In your answer, set down the records below exactly as they stand, omitting pictures.

Records from a data source:
# # #

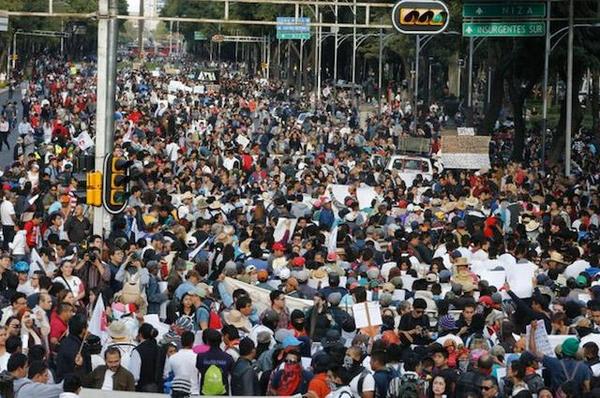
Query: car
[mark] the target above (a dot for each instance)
(409, 167)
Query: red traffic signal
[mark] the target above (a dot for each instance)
(116, 181)
(420, 17)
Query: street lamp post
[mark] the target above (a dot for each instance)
(569, 115)
(461, 63)
(549, 47)
(380, 77)
(429, 81)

# # #

Response box:
Query: car
[mark] the target above (a dot for each instance)
(409, 167)
Query: red traffic signal
[mark] the target above (a dot for each instance)
(116, 181)
(420, 17)
Query: street lamp post
[mark] the target above (a dot for each instance)
(569, 115)
(461, 63)
(549, 47)
(380, 77)
(429, 81)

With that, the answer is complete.